Instructions to follow: The entries below should be transcribed exactly, every one of them.

Records for this exercise:
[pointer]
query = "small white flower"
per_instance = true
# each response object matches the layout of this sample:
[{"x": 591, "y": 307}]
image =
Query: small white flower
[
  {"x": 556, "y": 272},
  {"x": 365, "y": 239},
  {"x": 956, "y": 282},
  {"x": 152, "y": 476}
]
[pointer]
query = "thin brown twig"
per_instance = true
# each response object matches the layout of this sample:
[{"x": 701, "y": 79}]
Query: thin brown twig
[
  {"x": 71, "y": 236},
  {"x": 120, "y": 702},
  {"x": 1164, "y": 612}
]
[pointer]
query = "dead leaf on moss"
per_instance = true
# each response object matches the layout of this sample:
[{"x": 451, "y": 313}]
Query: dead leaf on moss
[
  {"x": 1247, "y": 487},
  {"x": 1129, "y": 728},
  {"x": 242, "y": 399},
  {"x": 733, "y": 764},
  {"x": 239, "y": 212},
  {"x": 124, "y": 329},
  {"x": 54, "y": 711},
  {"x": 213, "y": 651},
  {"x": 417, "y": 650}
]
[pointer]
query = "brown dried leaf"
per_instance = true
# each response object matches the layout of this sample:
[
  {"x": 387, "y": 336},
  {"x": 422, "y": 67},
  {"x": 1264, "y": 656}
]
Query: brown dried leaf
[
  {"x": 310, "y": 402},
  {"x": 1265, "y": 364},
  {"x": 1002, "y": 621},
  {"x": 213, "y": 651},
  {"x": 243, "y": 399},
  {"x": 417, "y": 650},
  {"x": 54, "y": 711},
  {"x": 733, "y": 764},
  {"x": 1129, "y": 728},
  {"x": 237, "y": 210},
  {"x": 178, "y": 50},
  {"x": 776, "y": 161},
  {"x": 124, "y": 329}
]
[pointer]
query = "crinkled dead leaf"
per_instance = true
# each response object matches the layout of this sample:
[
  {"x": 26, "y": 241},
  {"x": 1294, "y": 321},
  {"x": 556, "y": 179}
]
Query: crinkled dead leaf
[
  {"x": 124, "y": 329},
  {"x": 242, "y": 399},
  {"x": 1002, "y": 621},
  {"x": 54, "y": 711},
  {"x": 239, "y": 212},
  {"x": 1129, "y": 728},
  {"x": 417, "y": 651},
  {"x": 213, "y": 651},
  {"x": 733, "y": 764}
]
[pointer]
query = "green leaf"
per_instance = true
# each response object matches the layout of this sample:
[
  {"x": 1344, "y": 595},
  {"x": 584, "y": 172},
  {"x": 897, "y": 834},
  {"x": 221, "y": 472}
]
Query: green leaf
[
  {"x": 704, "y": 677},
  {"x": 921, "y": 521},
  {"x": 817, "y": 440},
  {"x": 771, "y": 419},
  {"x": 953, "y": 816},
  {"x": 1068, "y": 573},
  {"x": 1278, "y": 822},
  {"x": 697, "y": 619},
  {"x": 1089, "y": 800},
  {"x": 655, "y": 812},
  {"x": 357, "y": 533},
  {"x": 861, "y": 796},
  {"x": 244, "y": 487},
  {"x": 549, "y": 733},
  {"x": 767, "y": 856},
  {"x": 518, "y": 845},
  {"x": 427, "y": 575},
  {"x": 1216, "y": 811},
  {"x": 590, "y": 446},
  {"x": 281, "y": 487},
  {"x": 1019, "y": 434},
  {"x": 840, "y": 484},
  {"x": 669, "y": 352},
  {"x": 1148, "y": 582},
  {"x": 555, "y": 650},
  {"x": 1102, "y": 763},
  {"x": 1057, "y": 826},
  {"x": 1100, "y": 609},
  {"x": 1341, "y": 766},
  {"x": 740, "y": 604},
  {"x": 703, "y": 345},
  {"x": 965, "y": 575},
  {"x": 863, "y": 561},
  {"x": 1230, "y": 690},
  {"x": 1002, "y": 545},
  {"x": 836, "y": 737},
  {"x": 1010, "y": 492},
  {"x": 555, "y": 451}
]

Task solution:
[pointer]
query = "small white flower"
per_instance = true
# each response object matches the layout of this sample:
[{"x": 591, "y": 307}]
image =
Query: small white flower
[
  {"x": 556, "y": 272},
  {"x": 365, "y": 239},
  {"x": 956, "y": 282},
  {"x": 152, "y": 476}
]
[pointer]
query = "thin brown twig"
per_instance = true
# each response object matches the layout of this sample:
[{"x": 701, "y": 79}]
Query: thin brown twig
[
  {"x": 71, "y": 236},
  {"x": 120, "y": 702},
  {"x": 1164, "y": 612}
]
[pointer]
query = "dead leaf on moss"
per_instance = true
# each response object matches the layout of this sample:
[{"x": 451, "y": 313}]
Query: dead leaf on moss
[
  {"x": 1247, "y": 487},
  {"x": 1129, "y": 728},
  {"x": 242, "y": 399},
  {"x": 733, "y": 764},
  {"x": 239, "y": 212},
  {"x": 124, "y": 329},
  {"x": 54, "y": 711},
  {"x": 213, "y": 651},
  {"x": 417, "y": 650}
]
[pointer]
query = "brown dried leaf"
per_instance = true
# each response object matches the layout of this sample:
[
  {"x": 387, "y": 336},
  {"x": 422, "y": 67},
  {"x": 1264, "y": 656}
]
Query: brown dried leaf
[
  {"x": 310, "y": 402},
  {"x": 1265, "y": 364},
  {"x": 1002, "y": 621},
  {"x": 213, "y": 651},
  {"x": 243, "y": 399},
  {"x": 417, "y": 650},
  {"x": 54, "y": 711},
  {"x": 733, "y": 764},
  {"x": 1129, "y": 728},
  {"x": 237, "y": 210},
  {"x": 178, "y": 50},
  {"x": 776, "y": 161},
  {"x": 124, "y": 329}
]
[pointer]
query = "crinkled dead leaf"
per_instance = true
# each response object matches the layout of this sample:
[
  {"x": 26, "y": 241},
  {"x": 1294, "y": 321},
  {"x": 556, "y": 179}
]
Query: crinkled dead leaf
[
  {"x": 124, "y": 329},
  {"x": 242, "y": 399},
  {"x": 1002, "y": 621},
  {"x": 54, "y": 711},
  {"x": 239, "y": 212},
  {"x": 1129, "y": 728},
  {"x": 417, "y": 651},
  {"x": 213, "y": 651},
  {"x": 733, "y": 764}
]
[pointer]
query = "green leaf"
per_instance = true
# each response object matches the layout of this sample:
[
  {"x": 1344, "y": 595},
  {"x": 584, "y": 172},
  {"x": 897, "y": 834},
  {"x": 221, "y": 472}
]
Query: green leaf
[
  {"x": 704, "y": 677},
  {"x": 921, "y": 521},
  {"x": 817, "y": 440},
  {"x": 771, "y": 419},
  {"x": 953, "y": 816},
  {"x": 1068, "y": 573},
  {"x": 1278, "y": 822},
  {"x": 697, "y": 619},
  {"x": 1089, "y": 800},
  {"x": 655, "y": 812},
  {"x": 357, "y": 533},
  {"x": 861, "y": 796},
  {"x": 244, "y": 487},
  {"x": 549, "y": 733},
  {"x": 767, "y": 856},
  {"x": 518, "y": 845},
  {"x": 427, "y": 575},
  {"x": 1216, "y": 811},
  {"x": 590, "y": 446},
  {"x": 281, "y": 487},
  {"x": 1019, "y": 434},
  {"x": 840, "y": 484},
  {"x": 669, "y": 352},
  {"x": 1148, "y": 582},
  {"x": 555, "y": 650},
  {"x": 1102, "y": 763},
  {"x": 1057, "y": 826},
  {"x": 1100, "y": 609},
  {"x": 1341, "y": 766},
  {"x": 740, "y": 604},
  {"x": 703, "y": 345},
  {"x": 965, "y": 575},
  {"x": 863, "y": 561},
  {"x": 1230, "y": 690},
  {"x": 1002, "y": 545},
  {"x": 836, "y": 737},
  {"x": 1010, "y": 492},
  {"x": 555, "y": 451}
]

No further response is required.